▸ Task
Copy out the passage of the article on world-building in Dune below, beginning with the words "The science fiction" and stopping after the words "couldn’t help myself.".

▸ Passage provided
+-------+

Dune as an Example of World-building

One of my first “grown-up” science fiction novels I read was Frank Herbert’s Dune, in my sophomore year of college. Over the next several months I found myself inhaling the rest of the classic Dune novels (this was long before the later prequels – which to be honest I did not particularly care for).

The science fiction book club where I work is reading Dune for our annual long book that spans December and January. I’m a little bummed that I’ll miss the discussion meeting at the end of January, having accepted a position in a new company. Knowing I was on my way out I was uncertain if I’d undertake a rereading but Dune is such a favorite of mine I couldn’t help myself.

This article is not a review of the novel (perhaps another day) but rather an examination of a fantastic example of world-building, constructing a setting perfectly tuned to produce certain plots and characters. There will be some minor spoilers but I’m mainly concerned with the setting, not the plot.

Dune takes place thousands of years after an event known as the Butlerian Jihad, where humans rebelled against thinking machines. It produced the commandment “thou shalt not make a machine in the likeness of a human mind”. While the prequel novels portrayed this as an actual war against such machines, I never really viewed it that way. I viewed it as a commentary on the dependence we’ve put on technology. I know I feel helpless if I go out without my smartphone.

As a result of this Jihad, humanity has taken conscious steps to advance itself, with various organizations taking on different roles. There’s the Bene Gesserit, a sisterhood who are masters of political arts and who have developed quasi-mystical abilities that make them seem like “witches”. There’s the Spacing Guild, made up of beings who might not even be human anymore. The Guild navigators are able to peer into the future to make the necessary calculations for faster than light travel. The Mentats have become “human computers”, able to process large amounts of data and draw conclusions. They serve as advisors to various noble houses in the Imperium.

I mentioned Imperium. Dune takes place in a feudal universe, with power shared between the emperor, the major noble houses, and the Spacing Guild. These houses often go to war with one another – and the Guild will happily transport troops, frigates, etc., always staying neutral.

The Imperium is dependent upon the Spice known as Melange. It helps fight aging and is needed by the Guild Navigators for their prescience. There is one place in the universe to find the Spice – the planet Arrakis or, as it is colloquially called, Dune. He who controls the Spice controls the universe.

As part of the feudal nature of the setting, hand to hand combat is quite popular. Personal shields have been developed which block fast-moving weapons like bullets. But a slow knife, wielded properly, can make it through them. A side effect of shields is a laser fired at them will cause a nuclear explosion, greatly reducing the popularity of laser weapons.

To me, all of these individual aspects sound neat, but it’s when they are all tied together that the magic happens. You have a setting that is ripe for adventure – whether for novels (obviously!) or an RPG. The noble houses provide a perfect way to bring adventurers together. You might have characters like the house mentat, the heir to the house, a Bene Gesserit, etc. all going on adventures together. The technology and culture bring about a pseudo-fantasy feel to the game.

+-------+

▸ Supplied information
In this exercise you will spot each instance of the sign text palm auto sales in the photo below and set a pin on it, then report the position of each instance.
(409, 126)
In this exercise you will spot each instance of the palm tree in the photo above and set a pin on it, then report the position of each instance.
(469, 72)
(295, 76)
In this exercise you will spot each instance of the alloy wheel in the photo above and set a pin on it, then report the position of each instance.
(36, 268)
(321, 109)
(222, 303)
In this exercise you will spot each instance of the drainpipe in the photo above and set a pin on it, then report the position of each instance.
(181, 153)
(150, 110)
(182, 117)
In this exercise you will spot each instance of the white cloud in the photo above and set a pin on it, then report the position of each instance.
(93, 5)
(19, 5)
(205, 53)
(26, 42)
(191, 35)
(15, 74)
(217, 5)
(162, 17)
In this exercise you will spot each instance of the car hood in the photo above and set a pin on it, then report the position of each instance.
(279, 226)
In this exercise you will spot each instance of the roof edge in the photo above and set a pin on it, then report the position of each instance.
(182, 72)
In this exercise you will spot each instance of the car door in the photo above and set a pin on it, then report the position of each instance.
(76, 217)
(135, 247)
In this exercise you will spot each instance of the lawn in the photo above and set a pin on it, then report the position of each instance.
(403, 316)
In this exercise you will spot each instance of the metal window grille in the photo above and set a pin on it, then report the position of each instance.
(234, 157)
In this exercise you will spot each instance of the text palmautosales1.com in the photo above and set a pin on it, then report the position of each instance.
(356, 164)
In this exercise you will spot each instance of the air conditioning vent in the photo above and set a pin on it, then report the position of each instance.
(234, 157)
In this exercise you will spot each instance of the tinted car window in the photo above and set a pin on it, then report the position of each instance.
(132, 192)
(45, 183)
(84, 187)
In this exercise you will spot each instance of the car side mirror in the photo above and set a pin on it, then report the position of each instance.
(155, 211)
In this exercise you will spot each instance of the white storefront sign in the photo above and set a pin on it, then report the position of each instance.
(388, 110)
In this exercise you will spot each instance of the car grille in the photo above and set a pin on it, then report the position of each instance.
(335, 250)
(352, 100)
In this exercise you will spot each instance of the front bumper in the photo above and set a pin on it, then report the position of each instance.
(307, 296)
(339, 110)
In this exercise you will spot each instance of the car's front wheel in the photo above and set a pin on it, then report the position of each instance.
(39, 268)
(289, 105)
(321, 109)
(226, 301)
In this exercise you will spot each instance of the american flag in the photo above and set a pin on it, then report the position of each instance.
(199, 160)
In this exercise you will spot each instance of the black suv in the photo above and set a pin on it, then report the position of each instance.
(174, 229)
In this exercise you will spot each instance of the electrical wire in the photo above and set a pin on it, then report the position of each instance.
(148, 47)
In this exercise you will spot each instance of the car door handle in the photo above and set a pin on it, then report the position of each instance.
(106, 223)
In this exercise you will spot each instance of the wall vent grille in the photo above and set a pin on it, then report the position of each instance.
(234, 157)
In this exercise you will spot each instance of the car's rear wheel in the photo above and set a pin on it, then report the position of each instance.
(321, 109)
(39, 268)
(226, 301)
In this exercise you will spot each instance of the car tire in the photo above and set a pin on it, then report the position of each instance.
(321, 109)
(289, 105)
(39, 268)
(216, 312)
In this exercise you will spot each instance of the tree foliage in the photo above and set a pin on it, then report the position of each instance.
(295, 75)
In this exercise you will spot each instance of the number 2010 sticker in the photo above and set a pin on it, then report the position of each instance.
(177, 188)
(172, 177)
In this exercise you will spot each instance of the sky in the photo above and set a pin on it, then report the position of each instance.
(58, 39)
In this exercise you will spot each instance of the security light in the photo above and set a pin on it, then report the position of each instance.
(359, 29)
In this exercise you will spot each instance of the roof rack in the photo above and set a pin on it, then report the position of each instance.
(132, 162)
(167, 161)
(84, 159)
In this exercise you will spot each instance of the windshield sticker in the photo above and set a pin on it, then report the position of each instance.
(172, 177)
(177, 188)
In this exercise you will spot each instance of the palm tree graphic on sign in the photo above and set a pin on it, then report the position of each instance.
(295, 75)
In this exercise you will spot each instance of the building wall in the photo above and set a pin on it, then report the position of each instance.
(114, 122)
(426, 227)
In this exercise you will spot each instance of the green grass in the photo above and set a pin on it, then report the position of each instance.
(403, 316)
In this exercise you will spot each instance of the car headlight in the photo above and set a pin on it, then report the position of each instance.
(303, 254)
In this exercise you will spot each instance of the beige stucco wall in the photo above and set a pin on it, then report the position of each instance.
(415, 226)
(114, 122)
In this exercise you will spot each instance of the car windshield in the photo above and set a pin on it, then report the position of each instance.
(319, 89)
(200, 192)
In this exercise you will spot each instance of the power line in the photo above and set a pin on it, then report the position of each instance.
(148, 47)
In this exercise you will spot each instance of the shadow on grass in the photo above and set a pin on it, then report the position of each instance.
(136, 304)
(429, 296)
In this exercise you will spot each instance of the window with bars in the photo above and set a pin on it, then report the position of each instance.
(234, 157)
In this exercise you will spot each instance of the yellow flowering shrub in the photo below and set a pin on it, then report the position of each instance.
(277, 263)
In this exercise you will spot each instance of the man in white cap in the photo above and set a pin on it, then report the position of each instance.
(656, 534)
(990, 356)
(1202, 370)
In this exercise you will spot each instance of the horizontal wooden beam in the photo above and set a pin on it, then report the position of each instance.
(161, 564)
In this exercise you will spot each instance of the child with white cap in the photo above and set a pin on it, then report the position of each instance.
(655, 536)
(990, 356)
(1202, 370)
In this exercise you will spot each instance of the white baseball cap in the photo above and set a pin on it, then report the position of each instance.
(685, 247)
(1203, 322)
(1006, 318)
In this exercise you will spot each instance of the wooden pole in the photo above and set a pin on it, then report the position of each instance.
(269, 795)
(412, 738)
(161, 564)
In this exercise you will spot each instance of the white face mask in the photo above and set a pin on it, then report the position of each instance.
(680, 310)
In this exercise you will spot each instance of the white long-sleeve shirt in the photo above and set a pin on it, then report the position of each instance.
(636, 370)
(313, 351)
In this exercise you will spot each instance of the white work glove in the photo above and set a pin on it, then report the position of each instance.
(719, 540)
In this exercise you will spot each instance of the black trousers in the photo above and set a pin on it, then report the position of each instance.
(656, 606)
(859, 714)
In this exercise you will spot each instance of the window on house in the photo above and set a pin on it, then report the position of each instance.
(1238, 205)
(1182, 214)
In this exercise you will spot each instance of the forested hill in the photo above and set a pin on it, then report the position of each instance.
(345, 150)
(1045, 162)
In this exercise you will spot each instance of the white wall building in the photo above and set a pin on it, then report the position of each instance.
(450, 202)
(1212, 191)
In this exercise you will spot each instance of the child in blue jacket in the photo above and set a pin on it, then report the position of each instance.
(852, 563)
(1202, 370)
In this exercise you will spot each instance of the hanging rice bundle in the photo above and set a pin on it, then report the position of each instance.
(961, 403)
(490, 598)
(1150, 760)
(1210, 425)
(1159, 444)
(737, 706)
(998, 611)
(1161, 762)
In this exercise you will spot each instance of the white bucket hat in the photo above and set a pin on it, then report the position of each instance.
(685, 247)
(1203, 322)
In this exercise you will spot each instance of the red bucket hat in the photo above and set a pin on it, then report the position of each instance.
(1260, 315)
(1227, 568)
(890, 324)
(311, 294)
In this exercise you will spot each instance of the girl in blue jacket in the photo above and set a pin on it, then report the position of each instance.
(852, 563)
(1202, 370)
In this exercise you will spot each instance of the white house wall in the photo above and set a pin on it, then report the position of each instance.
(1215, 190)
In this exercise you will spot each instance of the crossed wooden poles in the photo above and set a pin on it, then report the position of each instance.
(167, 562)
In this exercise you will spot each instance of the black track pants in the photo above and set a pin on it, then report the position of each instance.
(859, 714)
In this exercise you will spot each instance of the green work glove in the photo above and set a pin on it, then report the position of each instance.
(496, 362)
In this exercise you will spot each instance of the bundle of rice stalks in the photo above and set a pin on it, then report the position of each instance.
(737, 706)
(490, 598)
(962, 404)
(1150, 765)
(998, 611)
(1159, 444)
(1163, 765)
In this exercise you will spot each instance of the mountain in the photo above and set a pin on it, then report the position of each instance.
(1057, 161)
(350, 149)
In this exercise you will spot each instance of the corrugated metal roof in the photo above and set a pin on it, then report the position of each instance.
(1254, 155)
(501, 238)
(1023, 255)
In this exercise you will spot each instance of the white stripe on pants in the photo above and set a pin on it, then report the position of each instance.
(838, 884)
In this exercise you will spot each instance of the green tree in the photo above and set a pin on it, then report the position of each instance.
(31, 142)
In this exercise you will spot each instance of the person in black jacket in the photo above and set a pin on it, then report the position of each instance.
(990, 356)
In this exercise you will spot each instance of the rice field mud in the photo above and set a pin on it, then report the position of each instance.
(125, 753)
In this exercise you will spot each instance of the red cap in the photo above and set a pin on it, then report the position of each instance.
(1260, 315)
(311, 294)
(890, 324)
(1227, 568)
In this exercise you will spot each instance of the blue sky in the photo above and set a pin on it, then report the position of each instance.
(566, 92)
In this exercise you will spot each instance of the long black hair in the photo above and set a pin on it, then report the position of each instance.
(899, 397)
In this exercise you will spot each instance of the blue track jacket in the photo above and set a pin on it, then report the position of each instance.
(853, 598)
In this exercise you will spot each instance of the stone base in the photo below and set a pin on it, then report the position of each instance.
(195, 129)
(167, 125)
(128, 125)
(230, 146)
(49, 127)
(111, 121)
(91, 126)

+-------+

▸ Task answer
The science fiction book club where I work is reading Dune for our annual long book that spans December and January. I’m a little bummed that I’ll miss the discussion meeting at the end of January, having accepted a position in a new company. Knowing I was on my way out I was uncertain if I’d undertake a rereading but Dune is such a favorite of mine I couldn’t help myself.